_Working data:_
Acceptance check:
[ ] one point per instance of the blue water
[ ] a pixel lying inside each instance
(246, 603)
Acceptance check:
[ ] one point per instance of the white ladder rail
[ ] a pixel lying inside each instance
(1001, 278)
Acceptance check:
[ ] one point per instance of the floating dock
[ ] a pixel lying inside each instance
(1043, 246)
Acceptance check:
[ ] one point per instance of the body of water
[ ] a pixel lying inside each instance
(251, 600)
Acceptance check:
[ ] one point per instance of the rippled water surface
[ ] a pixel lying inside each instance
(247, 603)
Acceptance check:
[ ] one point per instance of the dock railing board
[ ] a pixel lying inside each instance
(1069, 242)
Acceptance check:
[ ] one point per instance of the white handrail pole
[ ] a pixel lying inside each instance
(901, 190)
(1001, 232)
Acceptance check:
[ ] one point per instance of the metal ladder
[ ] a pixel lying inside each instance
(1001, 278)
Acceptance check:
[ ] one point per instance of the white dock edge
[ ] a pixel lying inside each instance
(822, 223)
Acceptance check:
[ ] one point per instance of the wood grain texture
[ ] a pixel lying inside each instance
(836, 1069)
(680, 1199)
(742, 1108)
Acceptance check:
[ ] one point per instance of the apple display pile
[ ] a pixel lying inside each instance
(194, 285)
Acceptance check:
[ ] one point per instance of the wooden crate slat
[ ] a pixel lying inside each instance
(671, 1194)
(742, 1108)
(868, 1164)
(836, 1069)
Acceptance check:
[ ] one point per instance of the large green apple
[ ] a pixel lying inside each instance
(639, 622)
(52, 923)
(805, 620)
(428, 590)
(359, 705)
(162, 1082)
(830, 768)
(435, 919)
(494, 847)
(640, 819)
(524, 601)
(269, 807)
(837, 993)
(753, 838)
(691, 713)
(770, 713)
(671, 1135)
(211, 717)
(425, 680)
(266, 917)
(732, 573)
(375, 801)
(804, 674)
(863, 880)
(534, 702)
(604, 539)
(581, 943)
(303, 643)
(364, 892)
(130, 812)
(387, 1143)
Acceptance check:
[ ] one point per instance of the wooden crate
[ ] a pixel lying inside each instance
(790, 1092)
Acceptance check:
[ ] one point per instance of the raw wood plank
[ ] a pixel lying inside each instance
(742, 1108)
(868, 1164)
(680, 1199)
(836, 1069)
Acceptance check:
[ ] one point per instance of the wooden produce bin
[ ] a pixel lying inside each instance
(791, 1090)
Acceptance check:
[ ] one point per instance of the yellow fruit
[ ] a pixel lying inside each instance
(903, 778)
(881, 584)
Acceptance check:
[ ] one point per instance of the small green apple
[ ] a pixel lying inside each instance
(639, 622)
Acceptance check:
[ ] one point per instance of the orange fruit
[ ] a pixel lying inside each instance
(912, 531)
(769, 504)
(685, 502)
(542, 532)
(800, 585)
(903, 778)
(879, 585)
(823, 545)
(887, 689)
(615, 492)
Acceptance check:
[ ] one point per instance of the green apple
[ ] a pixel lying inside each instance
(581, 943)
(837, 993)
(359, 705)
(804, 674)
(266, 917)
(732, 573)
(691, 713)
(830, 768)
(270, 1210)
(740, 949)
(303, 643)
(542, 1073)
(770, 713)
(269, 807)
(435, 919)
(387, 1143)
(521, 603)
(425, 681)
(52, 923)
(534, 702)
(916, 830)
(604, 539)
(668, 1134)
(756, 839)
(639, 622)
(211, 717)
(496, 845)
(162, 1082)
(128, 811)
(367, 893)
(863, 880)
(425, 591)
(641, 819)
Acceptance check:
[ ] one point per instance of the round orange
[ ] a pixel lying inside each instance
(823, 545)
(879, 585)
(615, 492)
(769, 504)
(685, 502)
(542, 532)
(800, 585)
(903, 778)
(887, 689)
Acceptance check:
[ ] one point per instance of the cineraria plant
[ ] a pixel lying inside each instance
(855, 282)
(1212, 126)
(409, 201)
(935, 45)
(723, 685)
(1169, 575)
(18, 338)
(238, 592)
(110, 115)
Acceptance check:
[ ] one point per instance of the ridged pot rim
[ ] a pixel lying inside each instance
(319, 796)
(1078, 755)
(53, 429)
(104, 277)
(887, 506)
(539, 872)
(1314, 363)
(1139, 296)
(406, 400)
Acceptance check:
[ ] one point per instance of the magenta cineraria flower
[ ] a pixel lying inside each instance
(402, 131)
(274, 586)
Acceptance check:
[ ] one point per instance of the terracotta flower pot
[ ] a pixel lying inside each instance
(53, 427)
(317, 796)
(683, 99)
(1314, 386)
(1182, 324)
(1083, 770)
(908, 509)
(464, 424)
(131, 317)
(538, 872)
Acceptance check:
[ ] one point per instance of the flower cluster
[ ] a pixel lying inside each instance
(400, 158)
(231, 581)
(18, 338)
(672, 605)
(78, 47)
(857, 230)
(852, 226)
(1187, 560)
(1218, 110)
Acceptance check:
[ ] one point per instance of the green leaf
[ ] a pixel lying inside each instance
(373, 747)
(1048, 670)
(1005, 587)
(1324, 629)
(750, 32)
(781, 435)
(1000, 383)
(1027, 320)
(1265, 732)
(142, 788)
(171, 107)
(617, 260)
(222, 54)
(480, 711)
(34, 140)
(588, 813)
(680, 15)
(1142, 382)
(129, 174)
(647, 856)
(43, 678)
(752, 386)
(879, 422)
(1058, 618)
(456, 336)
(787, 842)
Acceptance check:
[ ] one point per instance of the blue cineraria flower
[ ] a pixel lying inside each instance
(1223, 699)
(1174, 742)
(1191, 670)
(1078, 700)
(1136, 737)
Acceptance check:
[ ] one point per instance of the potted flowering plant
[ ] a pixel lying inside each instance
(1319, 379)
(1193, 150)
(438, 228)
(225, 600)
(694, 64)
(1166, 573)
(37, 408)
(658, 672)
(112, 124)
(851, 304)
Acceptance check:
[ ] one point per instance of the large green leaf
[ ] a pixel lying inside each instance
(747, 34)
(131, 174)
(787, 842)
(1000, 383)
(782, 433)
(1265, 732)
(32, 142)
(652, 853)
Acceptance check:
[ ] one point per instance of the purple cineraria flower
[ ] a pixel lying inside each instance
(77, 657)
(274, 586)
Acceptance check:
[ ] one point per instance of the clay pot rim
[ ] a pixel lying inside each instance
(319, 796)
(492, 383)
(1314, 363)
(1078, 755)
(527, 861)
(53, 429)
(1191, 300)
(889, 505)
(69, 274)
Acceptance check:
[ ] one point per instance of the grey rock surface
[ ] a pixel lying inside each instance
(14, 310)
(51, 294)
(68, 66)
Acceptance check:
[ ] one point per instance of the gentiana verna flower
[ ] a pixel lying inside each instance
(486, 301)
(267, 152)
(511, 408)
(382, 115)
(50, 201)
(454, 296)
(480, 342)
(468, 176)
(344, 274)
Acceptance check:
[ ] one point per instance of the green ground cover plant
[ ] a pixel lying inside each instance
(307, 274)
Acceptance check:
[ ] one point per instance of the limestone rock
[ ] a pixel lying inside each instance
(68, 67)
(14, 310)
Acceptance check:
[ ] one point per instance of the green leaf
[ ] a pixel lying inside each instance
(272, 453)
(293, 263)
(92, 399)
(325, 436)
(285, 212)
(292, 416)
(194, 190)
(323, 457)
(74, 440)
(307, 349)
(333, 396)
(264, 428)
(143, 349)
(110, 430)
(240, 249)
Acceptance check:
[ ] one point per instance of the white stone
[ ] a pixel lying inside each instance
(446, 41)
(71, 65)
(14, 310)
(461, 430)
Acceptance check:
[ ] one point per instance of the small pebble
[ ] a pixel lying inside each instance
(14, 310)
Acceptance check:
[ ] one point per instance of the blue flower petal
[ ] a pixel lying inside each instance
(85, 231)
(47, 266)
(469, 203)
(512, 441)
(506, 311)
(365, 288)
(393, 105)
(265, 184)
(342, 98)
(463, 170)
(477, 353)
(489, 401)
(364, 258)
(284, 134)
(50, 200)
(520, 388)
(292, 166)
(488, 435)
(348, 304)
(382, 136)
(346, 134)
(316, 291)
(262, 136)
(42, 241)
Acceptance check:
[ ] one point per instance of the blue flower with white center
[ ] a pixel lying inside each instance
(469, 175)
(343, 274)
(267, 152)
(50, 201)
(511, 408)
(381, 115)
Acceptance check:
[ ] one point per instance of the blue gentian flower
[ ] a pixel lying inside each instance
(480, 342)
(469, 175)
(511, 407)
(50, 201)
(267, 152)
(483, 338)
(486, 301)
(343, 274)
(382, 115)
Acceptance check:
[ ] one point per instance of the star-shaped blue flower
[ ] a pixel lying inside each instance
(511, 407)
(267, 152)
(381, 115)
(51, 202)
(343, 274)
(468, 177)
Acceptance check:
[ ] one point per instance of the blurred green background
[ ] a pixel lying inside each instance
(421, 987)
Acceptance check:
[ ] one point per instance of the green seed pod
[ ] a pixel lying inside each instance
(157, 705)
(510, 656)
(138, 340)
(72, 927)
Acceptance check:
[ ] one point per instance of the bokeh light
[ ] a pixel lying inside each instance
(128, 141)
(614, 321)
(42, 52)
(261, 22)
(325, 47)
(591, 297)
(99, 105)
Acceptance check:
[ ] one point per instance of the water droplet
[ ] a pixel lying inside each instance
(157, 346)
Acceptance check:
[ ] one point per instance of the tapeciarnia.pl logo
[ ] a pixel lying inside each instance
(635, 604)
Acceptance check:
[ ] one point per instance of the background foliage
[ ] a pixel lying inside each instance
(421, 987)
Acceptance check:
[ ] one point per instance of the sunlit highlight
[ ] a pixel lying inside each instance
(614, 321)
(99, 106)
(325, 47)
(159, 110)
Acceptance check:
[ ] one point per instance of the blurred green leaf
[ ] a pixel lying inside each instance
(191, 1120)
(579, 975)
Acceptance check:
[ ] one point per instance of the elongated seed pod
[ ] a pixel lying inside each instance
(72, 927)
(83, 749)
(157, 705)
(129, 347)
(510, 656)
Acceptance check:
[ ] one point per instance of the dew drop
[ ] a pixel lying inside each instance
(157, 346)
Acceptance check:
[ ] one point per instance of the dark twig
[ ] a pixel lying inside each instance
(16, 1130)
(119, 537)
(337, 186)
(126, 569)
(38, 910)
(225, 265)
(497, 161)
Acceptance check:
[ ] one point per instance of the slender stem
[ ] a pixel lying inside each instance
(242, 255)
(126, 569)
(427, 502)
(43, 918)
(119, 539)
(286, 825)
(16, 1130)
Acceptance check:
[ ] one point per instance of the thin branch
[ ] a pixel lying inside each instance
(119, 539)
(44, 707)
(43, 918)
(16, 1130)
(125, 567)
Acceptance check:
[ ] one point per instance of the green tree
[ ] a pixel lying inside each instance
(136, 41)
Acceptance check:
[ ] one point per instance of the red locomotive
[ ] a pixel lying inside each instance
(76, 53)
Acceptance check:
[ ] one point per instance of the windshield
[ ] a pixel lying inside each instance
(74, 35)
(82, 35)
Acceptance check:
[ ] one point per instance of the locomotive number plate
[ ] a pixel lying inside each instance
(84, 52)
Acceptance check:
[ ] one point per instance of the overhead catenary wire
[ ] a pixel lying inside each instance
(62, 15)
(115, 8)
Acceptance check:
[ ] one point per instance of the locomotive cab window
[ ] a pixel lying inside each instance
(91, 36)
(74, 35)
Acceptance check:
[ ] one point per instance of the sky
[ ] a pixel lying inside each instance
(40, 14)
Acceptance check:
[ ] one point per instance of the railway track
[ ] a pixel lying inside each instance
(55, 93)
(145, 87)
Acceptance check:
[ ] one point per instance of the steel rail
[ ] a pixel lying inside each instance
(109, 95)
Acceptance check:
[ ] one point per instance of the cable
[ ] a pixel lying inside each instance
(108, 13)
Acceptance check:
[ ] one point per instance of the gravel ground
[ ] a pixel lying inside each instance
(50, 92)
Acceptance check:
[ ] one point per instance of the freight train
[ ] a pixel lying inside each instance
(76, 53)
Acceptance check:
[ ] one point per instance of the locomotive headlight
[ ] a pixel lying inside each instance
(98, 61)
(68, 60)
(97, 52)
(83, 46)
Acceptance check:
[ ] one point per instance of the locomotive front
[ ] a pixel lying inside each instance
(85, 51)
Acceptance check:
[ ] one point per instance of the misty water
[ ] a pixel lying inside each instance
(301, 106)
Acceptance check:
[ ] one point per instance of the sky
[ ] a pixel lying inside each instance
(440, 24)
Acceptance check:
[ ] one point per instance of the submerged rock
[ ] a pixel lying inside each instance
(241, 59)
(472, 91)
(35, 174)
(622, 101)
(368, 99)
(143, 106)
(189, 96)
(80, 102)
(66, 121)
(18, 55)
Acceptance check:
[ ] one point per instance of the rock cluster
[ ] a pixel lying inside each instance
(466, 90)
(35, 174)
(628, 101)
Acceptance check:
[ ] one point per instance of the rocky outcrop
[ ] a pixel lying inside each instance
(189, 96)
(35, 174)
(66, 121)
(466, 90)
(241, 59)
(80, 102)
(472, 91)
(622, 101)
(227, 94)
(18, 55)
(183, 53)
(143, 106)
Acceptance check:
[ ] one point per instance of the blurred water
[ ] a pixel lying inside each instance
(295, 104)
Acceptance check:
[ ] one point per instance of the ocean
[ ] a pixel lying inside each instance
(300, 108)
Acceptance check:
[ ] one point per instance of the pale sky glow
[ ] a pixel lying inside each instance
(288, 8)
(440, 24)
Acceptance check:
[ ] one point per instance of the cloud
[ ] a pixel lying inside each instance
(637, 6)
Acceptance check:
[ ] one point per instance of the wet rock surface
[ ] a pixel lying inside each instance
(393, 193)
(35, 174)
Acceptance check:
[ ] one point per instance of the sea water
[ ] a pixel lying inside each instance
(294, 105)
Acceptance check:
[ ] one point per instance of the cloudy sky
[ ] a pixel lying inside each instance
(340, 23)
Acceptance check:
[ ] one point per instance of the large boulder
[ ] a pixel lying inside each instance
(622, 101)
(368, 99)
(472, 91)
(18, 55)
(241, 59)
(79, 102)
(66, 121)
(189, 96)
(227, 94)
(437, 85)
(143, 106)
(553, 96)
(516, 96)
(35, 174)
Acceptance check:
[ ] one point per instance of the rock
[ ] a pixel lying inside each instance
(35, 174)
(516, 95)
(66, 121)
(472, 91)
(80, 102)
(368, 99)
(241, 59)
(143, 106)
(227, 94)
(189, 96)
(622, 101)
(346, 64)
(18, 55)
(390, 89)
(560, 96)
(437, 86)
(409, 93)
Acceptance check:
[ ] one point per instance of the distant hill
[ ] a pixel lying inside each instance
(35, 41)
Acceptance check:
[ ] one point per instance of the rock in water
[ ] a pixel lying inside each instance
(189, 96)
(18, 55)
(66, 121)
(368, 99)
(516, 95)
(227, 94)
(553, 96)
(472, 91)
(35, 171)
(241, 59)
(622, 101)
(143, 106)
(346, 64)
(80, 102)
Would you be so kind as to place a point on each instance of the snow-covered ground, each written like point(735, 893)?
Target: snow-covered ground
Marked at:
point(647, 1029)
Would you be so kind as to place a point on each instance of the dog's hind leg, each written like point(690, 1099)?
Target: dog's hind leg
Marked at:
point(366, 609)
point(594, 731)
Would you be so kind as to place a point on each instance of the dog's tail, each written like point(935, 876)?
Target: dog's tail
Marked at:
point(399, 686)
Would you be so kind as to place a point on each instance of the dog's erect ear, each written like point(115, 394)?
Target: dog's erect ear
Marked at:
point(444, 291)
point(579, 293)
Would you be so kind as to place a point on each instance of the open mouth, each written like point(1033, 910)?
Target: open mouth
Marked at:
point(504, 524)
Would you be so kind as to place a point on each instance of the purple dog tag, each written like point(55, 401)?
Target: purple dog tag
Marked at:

_Task description:_
Convert everything from the start of the entries down through the line containing "(1001, 232)" into a numbered list, leaving out any blank lines.

_Exercise answer:_
1. Acceptance check:
2. [ ] one point per instance of the blue water
3. [ ] a pixel lying inside each instance
4. (246, 603)
5. Acceptance check:
6. [ ] one point per instance of the white ladder rail
7. [ ] a pixel lying inside each instance
8. (1001, 278)
9. Acceptance check:
10. [ ] one point per instance of the floating dock
11. [ ] a pixel lying inside each instance
12. (1043, 246)
13. Acceptance check:
14. [ ] one point per instance of the body of water
15. [ ] a pixel lying inside each instance
16. (251, 600)
17. Acceptance check:
18. [ ] one point per instance of the rippled water surface
19. [ ] a pixel lying inside each instance
20. (247, 603)
21. Acceptance check:
22. [ ] one point per instance of the dock railing board
23. [ ] a pixel lying inside each instance
24. (1069, 242)
25. Acceptance check:
26. [ ] one point per instance of the white handrail pole
27. [ ] a pixel lying inside each instance
28. (901, 190)
29. (1001, 232)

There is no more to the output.